Extracted records:
***

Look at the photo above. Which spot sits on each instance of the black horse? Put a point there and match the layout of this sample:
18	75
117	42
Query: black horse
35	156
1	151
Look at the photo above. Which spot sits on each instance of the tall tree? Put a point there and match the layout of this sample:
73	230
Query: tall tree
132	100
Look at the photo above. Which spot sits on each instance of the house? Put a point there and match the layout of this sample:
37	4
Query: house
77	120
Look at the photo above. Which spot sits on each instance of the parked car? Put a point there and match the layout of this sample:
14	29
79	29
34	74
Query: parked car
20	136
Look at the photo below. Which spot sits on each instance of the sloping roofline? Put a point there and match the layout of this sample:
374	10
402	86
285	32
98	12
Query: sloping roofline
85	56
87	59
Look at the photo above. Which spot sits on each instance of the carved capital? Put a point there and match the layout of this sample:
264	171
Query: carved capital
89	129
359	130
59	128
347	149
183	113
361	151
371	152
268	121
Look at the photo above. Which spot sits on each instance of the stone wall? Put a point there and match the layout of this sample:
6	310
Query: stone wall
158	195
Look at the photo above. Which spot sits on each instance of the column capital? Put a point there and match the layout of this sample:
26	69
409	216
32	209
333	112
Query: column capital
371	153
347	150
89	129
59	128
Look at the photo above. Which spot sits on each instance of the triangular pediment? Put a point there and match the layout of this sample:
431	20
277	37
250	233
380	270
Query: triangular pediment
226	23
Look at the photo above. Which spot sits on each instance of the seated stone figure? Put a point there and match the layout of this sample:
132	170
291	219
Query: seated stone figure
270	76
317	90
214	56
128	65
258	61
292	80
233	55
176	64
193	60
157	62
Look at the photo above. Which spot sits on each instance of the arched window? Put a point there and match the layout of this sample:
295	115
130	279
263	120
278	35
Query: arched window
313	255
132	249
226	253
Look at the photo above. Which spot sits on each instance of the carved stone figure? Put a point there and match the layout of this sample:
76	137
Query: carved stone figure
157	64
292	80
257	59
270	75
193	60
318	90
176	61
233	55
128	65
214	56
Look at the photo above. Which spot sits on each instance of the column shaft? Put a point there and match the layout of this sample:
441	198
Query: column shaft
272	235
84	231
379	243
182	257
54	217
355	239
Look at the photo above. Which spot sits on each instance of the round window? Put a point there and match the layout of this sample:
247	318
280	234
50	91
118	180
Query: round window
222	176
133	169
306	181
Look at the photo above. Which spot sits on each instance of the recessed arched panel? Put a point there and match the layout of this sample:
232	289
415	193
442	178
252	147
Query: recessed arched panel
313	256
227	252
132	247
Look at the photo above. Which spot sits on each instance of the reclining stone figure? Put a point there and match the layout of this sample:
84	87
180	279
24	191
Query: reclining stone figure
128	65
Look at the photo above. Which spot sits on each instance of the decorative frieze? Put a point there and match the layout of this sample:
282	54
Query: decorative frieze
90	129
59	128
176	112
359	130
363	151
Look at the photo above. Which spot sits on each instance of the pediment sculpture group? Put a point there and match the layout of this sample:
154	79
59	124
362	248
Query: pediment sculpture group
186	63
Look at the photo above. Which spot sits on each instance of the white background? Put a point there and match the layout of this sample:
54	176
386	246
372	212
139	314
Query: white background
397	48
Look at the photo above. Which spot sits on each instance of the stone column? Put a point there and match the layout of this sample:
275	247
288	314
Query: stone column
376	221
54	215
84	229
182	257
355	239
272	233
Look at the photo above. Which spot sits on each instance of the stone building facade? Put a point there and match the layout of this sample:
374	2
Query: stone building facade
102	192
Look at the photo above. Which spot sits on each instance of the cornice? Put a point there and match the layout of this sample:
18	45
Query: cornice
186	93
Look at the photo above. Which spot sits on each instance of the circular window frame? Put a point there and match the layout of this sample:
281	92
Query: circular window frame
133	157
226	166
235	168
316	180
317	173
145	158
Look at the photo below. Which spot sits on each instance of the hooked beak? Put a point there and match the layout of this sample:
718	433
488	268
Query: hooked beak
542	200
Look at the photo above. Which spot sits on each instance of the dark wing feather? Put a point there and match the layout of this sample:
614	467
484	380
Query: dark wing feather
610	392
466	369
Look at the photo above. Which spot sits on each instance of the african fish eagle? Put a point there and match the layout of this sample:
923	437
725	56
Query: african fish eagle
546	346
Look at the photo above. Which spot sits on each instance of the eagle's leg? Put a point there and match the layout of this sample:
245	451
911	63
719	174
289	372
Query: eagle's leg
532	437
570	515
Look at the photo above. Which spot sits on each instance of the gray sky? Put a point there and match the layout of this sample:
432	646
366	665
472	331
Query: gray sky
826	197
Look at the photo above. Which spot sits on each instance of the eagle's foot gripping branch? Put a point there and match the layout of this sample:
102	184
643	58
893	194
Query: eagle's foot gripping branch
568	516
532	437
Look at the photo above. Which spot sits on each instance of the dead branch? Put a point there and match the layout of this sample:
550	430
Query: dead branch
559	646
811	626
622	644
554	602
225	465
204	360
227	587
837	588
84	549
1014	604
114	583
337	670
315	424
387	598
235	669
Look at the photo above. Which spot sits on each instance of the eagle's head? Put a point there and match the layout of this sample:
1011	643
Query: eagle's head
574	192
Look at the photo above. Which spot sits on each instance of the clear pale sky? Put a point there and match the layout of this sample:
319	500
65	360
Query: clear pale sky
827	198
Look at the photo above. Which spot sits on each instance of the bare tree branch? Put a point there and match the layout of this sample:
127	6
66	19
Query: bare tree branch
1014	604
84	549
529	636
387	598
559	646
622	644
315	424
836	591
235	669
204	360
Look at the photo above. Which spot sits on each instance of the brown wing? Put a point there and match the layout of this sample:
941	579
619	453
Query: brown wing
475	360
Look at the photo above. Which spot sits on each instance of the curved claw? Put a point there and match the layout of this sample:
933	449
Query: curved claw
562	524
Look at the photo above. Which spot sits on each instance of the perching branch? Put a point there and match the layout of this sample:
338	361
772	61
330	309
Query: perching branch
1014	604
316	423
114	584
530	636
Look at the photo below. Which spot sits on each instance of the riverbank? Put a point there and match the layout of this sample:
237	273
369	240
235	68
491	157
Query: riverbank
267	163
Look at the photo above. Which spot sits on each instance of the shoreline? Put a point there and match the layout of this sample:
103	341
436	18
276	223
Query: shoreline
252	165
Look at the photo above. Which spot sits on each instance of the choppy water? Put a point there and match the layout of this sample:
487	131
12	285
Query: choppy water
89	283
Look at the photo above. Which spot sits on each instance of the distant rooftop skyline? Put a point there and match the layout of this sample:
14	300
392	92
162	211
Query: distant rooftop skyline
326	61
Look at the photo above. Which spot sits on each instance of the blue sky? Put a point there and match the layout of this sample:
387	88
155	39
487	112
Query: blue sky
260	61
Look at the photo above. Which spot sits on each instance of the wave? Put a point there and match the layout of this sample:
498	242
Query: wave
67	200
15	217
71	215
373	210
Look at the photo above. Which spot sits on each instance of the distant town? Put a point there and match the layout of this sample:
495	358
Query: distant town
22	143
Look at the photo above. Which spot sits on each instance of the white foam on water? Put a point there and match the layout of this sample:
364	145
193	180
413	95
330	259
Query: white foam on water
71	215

***

■ Do this: Print the whole listing exactly as it is.

■ Answer:
Look at the photo above. Which spot sits on each instance of the black horse? Put a point there and match the layout of this sample:
18	75
117	42
Query: black horse
35	156
1	151
Look at the photo above. Which spot sits on each instance of the tall tree? Put a point there and match the layout of this sample:
73	230
Query: tall tree
132	100
Look at the photo above. Which spot sits on each instance of the house? Put a point there and match the layout of this sample:
37	4
Query: house
77	120
Look at the photo above. Which spot sits on each instance of the parked car? Put a point there and match the layout of this sample:
14	29
79	29
34	74
Query: parked car
20	136
Look at the photo below. Which spot sits on each instance of the sloping roofline? Put a point there and match the layout of this sample:
374	10
402	86
285	32
98	12
Query: sloping roofline
85	56
87	59
Look at the photo above. Which spot sits on each instance of the carved capital? Put a point there and match the layout of this sample:
264	171
Query: carved capital
89	129
359	130
59	128
347	149
183	113
361	151
371	152
268	121
Look at the photo above. Which spot sits on each instance of the stone wall? Put a point there and match the layout of this sample:
6	310
Query: stone wall
158	195
Look at the photo above. Which spot sits on each instance of the column capital? Put a point there and match the layout of this sample:
26	69
409	216
32	209
333	112
Query: column capital
371	153
347	150
89	129
59	128
Look at the photo above. Which spot sits on each instance of the triangular pediment? Put a point there and match the layout of this sample:
431	20
277	37
250	233
380	270
Query: triangular pediment
226	23
Look at the photo above. Which spot sits on each instance of the seated stone figure? Put a point there and match the layout of this sample:
132	170
291	219
Query: seated stone figure
270	76
317	90
214	56
128	65
258	61
292	80
233	55
176	64
193	60
157	62
Look at the photo above. Which spot sits on each instance of the arched window? Put a point there and match the layout of this sample:
295	115
130	279
263	120
278	35
Query: arched window
313	255
132	249
226	253
Look at the photo above. Which spot sits on each instance of the carved stone figure? Put a point there and match the layout of this sample:
76	137
Query: carved stone figure
157	64
292	80
257	59
270	75
193	60
318	90
176	61
233	55
128	65
214	56
Look at the photo above. Which spot sits on each instance of the column shaft? Put a point there and match the layout of this sample:
441	198
Query: column shaft
272	235
84	231
379	243
182	257
54	217
355	239
Look at the photo above. Which spot sits on each instance of the round window? Put a point there and match the layout of this sample:
247	318
280	234
50	91
118	180
Query: round window
222	176
133	169
306	181
Look at the photo above. Which spot sits on each instance of the recessed arched panel? Put a point there and match the layout of this sample:
232	289
415	193
442	178
252	147
Query: recessed arched panel
313	256
227	252
132	247
Look at the photo above. Which spot sits on each instance of the reclining stone figure? Put a point there and match the layout of this sample:
84	87
180	279
24	191
Query: reclining stone figure
128	65
Look at the photo above. Which spot sits on each instance of the decorative frieze? Put a point there and match the layout of this sample:
282	54
Query: decorative frieze
90	129
59	128
176	112
359	130
363	151
Look at the photo above. Which spot sits on each instance of the pediment sculpture group? Put a point there and match the layout of this sample:
154	79
59	124
362	248
Query: pediment sculpture group
186	63
Look at the photo above. Which spot sits on each instance of the white background? Put a point there and match the layout of this sample:
54	176
386	246
372	212
139	314
Query: white background
397	48
Look at the photo above. Which spot sits on each instance of the stone column? Put a point there and match the layout of this sample:
275	247
288	314
Query: stone column
376	221
54	215
84	229
182	257
355	239
272	233
Look at the photo above. Which spot sits on each instance of the stone building facade? Put a point there and match the layout of this sample:
374	2
Query: stone building facade
102	192
Look at the photo above. Which spot sits on each instance of the cornice? Put a point there and match the layout of this sample:
18	45
Query: cornice
186	93
Look at the photo above. Which spot sits on each instance of the circular window frame? Put a point there and match the layout of this sample:
281	92
Query: circular window frame
133	157
226	166
235	168
316	180
317	173
145	158
Look at the photo below. Which spot sits on each instance of the hooked beak? Put a point there and match the layout of this sample:
718	433
488	268
Query: hooked beak
542	200
Look at the photo above. Which spot sits on each instance of the dark wing feather? Put a point there and match the layout of this sample:
614	467
484	380
Query: dark wing feather
610	392
466	369
Look at the photo above. Which spot sits on each instance of the african fish eagle? Put a point there and match the layout of this sample:
923	437
725	56
Query: african fish eagle
546	346
Look at the photo above. Which spot sits on each instance of the eagle's leg? Put a point there and match the layout of this sample:
245	451
911	63
719	174
289	372
Query: eagle's leg
532	437
570	515
Look at the photo above. Which spot sits on each instance of the gray sky? Put a point there and match the layout of this sample:
432	646
366	665
472	331
Query: gray sky
826	197
Look at the photo above. Which spot sits on each instance of the eagle's foot gripping branch? Put a point there and match the layout of this sample:
102	184
643	58
893	194
Query: eagle's foot gripping branch
568	516
532	437
Look at the photo above. Which spot sits on each instance of the dead branch? Put a point there and match the layout of this sample:
550	430
Query: dead branch
559	646
811	626
622	644
554	602
225	465
204	360
227	587
837	588
84	549
1014	604
114	583
337	670
315	424
387	598
235	669
Look at the photo above. Which spot sits on each instance of the eagle's head? Put a point there and match the layout of this sample:
1011	643
Query: eagle's head
574	192
Look at the photo above. Which spot sits on each instance of the clear pale sky? Put a point there and match the layout of this sample:
319	500
65	360
Query: clear pale sky
827	198
Look at the photo above. Which spot sits on each instance of the bare tree branch? Put a point there and match the layout of this sample:
127	6
66	19
Query: bare tree branch
1014	604
84	549
529	636
387	598
559	646
622	644
315	424
836	591
235	669
204	360
Look at the photo above. Which spot sits on each instance of the brown wing? Put a point there and match the layout of this sample:
941	579
619	453
Query: brown wing
475	360
Look at the photo above. Which spot sits on each instance of the curved claw? Put a point there and match the layout of this sample:
933	449
Query: curved claw
562	524
Look at the photo above. Which spot sits on each instance of the perching branch? Put a point there and match the layout of this sample:
338	361
772	61
330	309
Query: perching branch
1014	604
316	423
114	584
530	636
Look at the photo below. Which spot sits on each instance of the riverbank? Put a point there and match the layout of this sample:
237	273
369	240
235	68
491	157
Query: riverbank
267	163
Look at the photo above. Which spot sits on each instance of the shoreline? Put a point there and match the layout of this sample:
103	341
436	18
276	223
Query: shoreline
252	165
Look at the photo above. Which spot sits on each instance of the choppy water? Put a point there and match the layout of this sample:
487	131
12	285
Query: choppy water
89	283
Look at the photo above. Which spot sits on each instance of the distant rooftop skyline? Put a point there and match the layout of this sample:
14	300
392	92
162	211
Query: distant rooftop skyline
326	61
Look at the photo above. Which spot sits on each instance of the blue sky? Put a point there and match the layout of this sample:
387	88
155	39
487	112
Query: blue sky
260	61
Look at the photo above. Which spot sits on each instance of the wave? Put a point there and match the layout of this sample:
498	242
Query: wave
67	200
15	217
71	215
373	210
Look at the photo above. Which spot sits on each instance of the distant town? Put a point there and match the layout of this sample:
495	358
Query: distant town
22	143
Look at the photo above. Which spot sits on each instance of the white foam on water? Put a point there and match the layout of this sample:
364	145
193	180
413	95
330	259
Query: white foam on water
71	215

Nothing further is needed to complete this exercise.